Однако, согласно Конвенции 1951 года о беженцах все жесть исключение, дающие основание не признавать лицо в качестве беженца. Этим исключением можно воспользоваться если есть «серьезные основания предполагать», что заявители:

а) совершили преступление против мира, военное преступление или преступление против человечности в определении, данном этим деяниям в международных актах, составленных в целях принятия мер в отношении подобных преступлений;

  1. b) совершили тяжкое преступление неполитического характера вне страны, давшей им убежище, и до того как они были допущены в эту страну в качестве беженцев;

с) виновны в совершении деяний, противоречащих целям и принципам Организации Объединенных Наций.

Однако, следует учитывать, что категория «a» — это очень редкие преступления. Они совершаются специальными субъектами (диктаторами, военачальниками и т.п.). Для третьей категории вообще необходимо солидарное решение мирового сообщества. Сложнее обстоит с категорией «b» — само международное право дает возможность административным органам принимать неблагоприятные для судьбы заявителя решения, руководствуясь не установленными в суде фактами. Миграционная служба пользуется этим и толкует «серьезные основания» весьма широко и даже произвольно.

Дела бывших участников АТО — очень особенные. Лицо, обратившиеся к Украине за защитой от действий страны-агрессора и его союзников, в виду того, что принимал участие в защите страны от этого агрессора – все-таки должно иметь особый статус и рассчитывать на особый подход. У государства возникает не просто право, но моральная обязанность предоставить защиту такому лицу.

При этом статус беженца не дает лицу индульгенцию от уголовного или административного преследования и предоставление защиты от страны-агрессора никак не повлияет на уровень правопорядка в Украине.

В случае рассмотрения дел военнослужащих и военных волонтеров необходимо априори признать аксиомой тот факт, что при возвращении в страну происхождения этим лицам угрожает серьезная опасность для жизни и здоровья.

На это факт указывает например то, что в Следственном комитете Российской Федерации создано специализированное управление по расследованию преступлений международного характера против мирных граждан, совершенных на территории Украины. Созданное управление будет действовать до тех пор, пока все украинские военные и лица, совершающие преступления против мирных граждан, не будут привлечены к уголовной ответственности. К работе спецуправления будут привлекаться все следственные подразделения СК России, на территории которых прибывают беженцы из Украины.

Что касается «серьезной опасности» и «серьезного вреда – то эти понятия являются оценочными. Ни в мировой, ни в национальной практике не дано определения этих понятий и это обусловлено не леностью нормотворцев, а самой реальностью – обстоятельства, приводящие к необходимости поиска убежища столь разнообразны, что их нельзя вместить в одно четкое определение. Однако, касательно бывших военнослужащих и волонтеров – обстоятельства «серьезности» более чем очевидны и само требование его доказывания является чистым цинизмом.

--------------------

» **ЗАДАНИЕ**:
Ответьте кратко на вопросы по отрывку.
(a) Какой международный документ, согласно отрывку, содержит исключения, позволяющие не признавать лицо беженцем?
(b) Для какой категории исключений, по словам отрывка, необходимо солидарное решение мирового сообщества?
(c) Какое управление создано в Следственном комитете Российской Федерации?
Приведенные далее строки никак не связаны с этим отрывком.

» **ЗАПИСАННЫЕ ДАННЫЕ**:
--------------------

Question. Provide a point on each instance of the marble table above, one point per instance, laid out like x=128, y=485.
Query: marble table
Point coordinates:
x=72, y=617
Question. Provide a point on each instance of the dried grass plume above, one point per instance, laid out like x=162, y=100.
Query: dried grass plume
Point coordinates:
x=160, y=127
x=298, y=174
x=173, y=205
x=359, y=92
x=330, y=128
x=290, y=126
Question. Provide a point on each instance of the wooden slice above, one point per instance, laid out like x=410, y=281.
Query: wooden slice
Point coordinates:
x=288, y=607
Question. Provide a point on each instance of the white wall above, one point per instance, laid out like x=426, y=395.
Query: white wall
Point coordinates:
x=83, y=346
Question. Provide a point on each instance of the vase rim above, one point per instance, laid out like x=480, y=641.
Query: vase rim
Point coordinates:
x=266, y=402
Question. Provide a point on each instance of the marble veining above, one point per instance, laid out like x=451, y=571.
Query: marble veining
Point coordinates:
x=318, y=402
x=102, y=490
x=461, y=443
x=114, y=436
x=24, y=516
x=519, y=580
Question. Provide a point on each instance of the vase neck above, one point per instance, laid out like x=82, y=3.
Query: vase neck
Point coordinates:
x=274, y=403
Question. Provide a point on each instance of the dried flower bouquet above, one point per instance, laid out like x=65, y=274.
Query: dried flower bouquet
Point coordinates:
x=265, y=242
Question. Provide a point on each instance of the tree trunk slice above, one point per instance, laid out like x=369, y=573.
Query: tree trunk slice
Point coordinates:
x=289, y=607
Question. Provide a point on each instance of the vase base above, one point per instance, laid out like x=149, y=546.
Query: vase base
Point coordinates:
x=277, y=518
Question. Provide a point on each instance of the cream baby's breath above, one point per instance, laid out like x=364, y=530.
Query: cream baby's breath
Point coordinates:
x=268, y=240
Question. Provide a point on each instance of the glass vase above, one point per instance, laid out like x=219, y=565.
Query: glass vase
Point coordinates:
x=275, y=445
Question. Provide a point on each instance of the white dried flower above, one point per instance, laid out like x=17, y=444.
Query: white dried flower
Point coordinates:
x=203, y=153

--------------------

» **РЕШЕНИЕ ЗАДАЧИ**:
(a) Конвенция 1951 года о беженцах.
(b) Для третьей категории: деяния, противоречащие целям и принципам Организации Объединенных Наций.
(c) Специализированное управление по расследованию преступлений международного характера против мирных граждан, совершенных на территории Украины.